** START OF EXERCISE INPUTS **

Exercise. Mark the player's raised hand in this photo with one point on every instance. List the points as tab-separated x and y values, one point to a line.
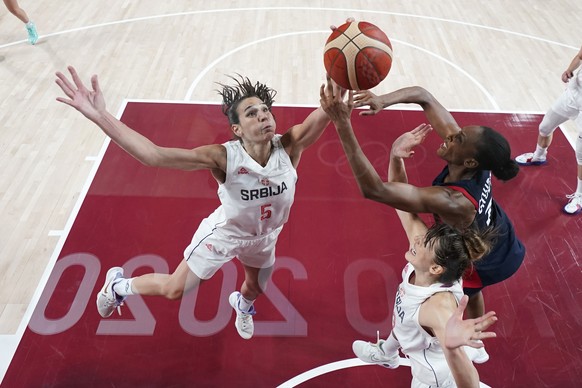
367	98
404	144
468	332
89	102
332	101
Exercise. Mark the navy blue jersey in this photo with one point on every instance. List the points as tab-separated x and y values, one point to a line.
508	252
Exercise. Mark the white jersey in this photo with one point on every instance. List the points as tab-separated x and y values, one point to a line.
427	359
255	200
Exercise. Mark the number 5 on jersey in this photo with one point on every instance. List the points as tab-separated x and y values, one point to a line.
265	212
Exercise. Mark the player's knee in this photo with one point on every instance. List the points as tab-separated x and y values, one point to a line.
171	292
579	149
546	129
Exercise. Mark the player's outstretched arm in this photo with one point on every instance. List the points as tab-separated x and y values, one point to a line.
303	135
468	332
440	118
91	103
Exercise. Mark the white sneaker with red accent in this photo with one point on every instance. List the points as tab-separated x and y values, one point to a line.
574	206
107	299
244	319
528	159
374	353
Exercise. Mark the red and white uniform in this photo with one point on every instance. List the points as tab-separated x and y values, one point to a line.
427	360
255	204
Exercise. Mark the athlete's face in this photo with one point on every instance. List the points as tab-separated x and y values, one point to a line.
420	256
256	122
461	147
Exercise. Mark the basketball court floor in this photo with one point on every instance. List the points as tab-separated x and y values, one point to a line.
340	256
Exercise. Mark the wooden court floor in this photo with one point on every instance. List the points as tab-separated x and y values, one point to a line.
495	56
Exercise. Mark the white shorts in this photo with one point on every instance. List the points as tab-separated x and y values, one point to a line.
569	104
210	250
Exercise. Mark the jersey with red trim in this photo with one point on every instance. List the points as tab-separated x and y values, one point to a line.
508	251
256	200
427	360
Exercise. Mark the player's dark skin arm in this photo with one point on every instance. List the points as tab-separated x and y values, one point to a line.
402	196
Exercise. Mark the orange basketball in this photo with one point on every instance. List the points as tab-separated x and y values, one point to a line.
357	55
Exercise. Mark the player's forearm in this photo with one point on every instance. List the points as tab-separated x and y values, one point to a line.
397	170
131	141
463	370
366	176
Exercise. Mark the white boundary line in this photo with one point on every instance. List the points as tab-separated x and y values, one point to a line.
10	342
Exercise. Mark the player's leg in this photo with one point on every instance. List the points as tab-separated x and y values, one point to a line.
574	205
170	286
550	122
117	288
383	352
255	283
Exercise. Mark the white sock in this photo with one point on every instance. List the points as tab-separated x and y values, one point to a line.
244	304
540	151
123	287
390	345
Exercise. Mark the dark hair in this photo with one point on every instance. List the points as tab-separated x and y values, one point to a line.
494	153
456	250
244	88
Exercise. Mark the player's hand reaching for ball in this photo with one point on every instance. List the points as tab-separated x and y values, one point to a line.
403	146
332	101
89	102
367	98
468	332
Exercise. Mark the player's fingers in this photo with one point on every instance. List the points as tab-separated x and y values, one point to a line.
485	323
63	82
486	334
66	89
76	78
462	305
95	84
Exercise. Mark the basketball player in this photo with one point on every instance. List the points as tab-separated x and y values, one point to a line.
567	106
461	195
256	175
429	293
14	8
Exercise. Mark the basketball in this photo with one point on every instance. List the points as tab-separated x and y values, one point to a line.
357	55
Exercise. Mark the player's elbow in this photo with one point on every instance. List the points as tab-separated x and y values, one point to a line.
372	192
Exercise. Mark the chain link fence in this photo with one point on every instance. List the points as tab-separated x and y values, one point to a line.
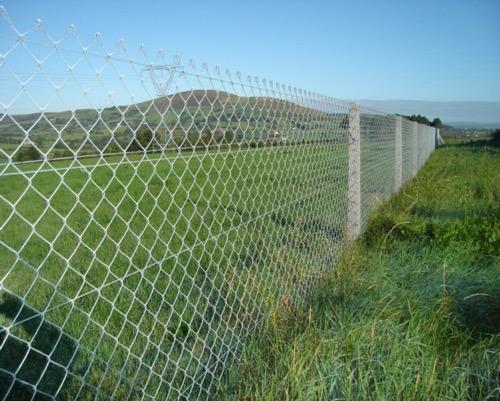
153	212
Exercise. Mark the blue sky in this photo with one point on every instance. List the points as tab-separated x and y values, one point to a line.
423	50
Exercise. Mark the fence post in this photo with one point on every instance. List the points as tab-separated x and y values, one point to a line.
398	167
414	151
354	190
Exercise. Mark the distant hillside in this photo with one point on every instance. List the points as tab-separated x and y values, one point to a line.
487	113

** END OF EXERCISE INPUTS **
** START OF EXERCISE INPUTS **

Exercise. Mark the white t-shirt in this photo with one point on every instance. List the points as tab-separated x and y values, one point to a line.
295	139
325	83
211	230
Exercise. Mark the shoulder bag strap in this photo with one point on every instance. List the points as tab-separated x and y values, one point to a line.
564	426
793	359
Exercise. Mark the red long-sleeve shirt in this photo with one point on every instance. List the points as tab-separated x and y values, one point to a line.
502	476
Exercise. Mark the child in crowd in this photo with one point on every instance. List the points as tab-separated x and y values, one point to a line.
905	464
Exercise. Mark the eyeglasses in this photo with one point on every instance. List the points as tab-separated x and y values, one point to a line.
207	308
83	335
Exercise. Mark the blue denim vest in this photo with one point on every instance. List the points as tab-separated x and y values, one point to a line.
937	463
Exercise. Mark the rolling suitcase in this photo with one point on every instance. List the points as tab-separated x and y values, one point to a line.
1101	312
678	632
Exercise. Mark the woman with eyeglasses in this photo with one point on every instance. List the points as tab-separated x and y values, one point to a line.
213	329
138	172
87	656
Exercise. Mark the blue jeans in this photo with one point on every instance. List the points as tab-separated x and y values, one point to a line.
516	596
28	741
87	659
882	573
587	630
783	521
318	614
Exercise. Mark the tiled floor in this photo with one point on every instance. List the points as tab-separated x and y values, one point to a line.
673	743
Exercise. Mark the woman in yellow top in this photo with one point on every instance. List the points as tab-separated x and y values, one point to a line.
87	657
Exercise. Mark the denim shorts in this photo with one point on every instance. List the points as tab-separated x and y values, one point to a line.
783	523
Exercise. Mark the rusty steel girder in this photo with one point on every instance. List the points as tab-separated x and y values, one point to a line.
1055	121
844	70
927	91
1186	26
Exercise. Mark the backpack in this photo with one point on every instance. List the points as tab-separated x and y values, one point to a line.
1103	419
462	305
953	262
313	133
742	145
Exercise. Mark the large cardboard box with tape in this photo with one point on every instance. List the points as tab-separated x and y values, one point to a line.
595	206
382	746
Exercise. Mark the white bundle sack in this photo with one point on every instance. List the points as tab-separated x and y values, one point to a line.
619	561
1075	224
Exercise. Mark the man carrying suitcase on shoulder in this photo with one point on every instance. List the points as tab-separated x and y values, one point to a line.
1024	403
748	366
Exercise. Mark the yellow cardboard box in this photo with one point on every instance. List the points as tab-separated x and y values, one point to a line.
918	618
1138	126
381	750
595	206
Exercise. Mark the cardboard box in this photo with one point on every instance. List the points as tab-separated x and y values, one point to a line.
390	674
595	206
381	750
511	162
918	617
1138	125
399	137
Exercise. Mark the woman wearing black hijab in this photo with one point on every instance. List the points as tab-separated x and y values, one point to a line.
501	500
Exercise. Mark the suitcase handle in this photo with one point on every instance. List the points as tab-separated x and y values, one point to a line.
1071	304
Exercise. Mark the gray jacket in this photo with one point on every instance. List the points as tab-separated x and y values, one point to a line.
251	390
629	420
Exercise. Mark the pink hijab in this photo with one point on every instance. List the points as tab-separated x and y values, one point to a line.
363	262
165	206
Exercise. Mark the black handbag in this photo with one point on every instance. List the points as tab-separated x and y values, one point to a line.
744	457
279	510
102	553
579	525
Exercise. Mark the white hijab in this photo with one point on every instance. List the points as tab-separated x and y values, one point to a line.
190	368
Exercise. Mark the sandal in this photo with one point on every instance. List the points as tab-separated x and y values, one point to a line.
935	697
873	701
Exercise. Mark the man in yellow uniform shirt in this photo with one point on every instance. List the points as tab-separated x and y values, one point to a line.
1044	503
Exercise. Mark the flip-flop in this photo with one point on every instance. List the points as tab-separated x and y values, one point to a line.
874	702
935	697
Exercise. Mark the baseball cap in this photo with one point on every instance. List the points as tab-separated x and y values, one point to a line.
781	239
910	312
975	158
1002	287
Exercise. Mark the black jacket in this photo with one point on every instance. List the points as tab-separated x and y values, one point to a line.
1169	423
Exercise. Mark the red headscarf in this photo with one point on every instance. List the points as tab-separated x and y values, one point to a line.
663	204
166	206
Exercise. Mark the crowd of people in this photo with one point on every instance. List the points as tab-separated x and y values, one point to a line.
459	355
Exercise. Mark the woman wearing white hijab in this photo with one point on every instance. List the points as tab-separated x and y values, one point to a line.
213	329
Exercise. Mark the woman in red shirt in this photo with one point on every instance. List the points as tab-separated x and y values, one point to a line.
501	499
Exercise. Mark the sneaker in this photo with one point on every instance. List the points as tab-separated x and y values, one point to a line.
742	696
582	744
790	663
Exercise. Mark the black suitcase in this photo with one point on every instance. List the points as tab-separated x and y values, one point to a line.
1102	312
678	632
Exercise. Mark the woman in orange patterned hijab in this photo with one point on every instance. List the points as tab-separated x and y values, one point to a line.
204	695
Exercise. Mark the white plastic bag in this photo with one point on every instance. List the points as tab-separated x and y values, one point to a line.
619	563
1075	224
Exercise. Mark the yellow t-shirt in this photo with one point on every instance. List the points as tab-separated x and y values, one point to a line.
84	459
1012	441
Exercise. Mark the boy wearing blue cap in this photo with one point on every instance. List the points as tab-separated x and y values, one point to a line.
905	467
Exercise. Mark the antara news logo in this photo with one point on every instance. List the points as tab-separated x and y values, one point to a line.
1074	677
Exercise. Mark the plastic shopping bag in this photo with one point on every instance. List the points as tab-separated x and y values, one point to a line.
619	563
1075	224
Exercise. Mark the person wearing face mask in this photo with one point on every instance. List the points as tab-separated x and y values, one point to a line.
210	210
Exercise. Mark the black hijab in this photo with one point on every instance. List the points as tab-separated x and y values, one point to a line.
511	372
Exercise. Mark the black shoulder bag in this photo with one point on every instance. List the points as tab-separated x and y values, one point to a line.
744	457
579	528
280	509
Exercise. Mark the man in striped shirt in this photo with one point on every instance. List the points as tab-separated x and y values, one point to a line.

** END OF EXERCISE INPUTS **
** START OF EXERCISE INPUTS **

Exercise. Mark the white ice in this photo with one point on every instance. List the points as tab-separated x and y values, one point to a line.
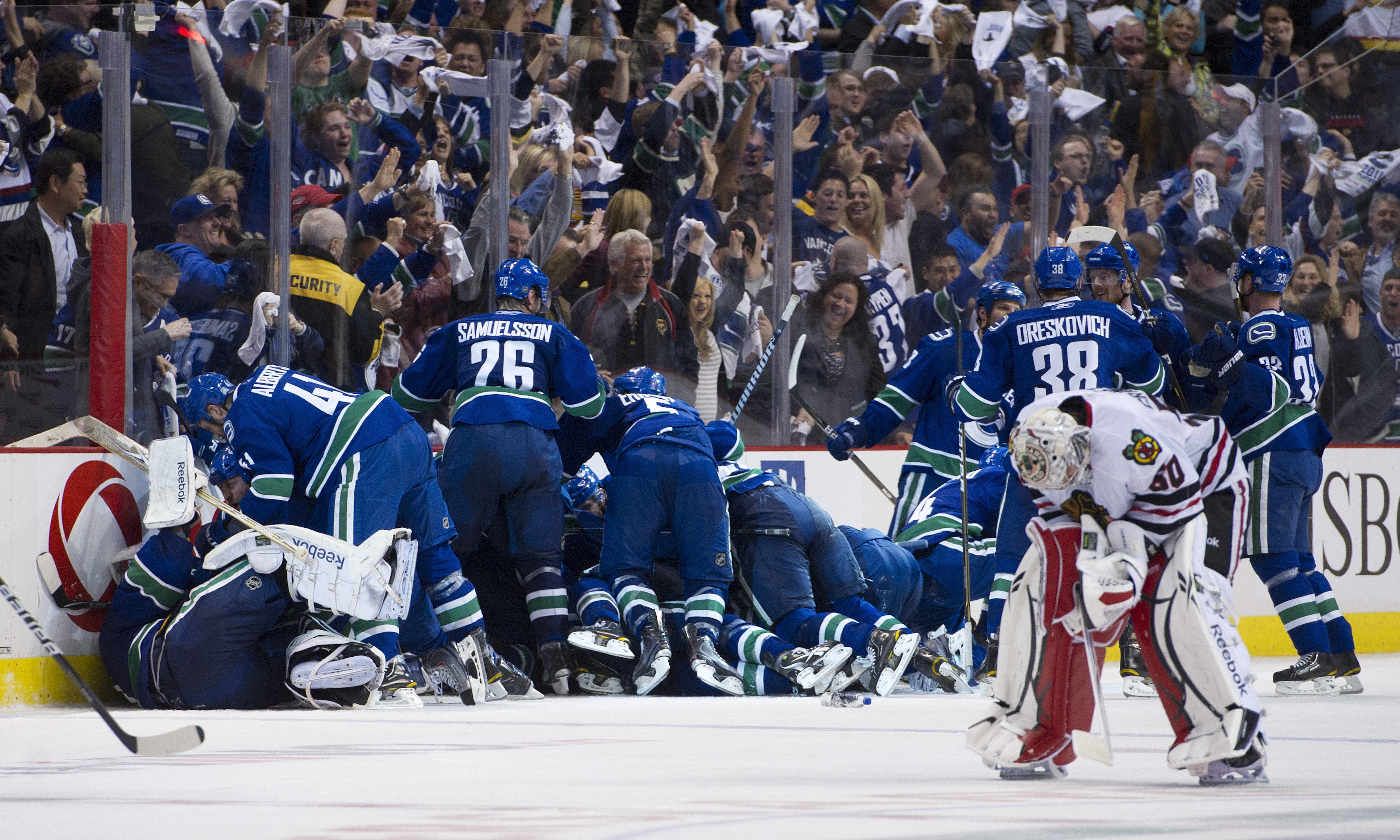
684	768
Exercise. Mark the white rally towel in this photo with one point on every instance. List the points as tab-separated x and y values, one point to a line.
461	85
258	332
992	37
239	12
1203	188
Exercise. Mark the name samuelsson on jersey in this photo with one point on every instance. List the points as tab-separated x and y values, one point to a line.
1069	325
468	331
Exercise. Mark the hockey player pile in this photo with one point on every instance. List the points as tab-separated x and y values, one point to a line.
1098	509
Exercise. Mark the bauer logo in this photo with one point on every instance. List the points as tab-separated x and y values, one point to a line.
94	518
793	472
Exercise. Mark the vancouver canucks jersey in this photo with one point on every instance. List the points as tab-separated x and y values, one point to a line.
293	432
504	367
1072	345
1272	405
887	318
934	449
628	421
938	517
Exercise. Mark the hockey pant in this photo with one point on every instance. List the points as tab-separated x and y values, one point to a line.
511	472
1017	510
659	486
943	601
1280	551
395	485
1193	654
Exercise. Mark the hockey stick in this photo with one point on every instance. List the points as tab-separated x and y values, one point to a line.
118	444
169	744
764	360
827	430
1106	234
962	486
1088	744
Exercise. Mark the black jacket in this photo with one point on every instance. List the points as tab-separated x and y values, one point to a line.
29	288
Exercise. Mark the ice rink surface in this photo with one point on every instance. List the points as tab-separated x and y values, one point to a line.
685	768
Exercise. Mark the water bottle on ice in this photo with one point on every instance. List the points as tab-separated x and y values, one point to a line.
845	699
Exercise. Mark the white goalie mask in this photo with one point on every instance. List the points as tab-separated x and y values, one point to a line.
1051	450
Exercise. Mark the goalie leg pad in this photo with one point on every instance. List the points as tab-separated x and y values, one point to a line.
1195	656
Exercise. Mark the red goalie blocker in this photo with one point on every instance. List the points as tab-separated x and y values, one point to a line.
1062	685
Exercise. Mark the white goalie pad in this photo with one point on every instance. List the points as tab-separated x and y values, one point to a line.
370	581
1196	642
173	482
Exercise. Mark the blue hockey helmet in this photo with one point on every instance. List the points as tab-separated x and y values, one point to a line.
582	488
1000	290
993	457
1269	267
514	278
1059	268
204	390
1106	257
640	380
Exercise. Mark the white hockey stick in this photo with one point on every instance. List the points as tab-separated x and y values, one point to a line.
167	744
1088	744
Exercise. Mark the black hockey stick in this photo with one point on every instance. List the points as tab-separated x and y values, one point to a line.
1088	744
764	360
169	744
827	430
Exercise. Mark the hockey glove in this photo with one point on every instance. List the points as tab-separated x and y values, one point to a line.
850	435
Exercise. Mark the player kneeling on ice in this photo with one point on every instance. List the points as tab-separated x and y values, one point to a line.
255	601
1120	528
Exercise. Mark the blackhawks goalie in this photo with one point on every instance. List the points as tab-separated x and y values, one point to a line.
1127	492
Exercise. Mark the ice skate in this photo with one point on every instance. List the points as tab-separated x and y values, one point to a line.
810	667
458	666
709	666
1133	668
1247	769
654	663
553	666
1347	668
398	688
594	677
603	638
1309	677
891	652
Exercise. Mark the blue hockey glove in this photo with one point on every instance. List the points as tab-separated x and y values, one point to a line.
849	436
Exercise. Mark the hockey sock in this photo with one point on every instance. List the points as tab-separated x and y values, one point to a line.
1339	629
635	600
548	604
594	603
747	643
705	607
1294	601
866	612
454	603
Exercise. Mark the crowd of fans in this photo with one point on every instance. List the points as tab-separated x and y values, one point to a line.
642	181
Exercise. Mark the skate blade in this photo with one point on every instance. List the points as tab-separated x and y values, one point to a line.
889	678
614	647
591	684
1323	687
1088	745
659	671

** END OF EXERCISE INPUTS **

● **GIVEN REQUEST**: Please extract every line from the records above that contains the word "shorts", and copy each one in full.

● **ANSWER TO THE EXERCISE**:
Exercise. Mark the white shorts in this photo with one point on every instance. List the points as tab-separated x and y values, one point to a line.
Exercise. Mark the denim shorts in this photo with one point on every instance. List the points as tab-separated x and y values, one point to a line.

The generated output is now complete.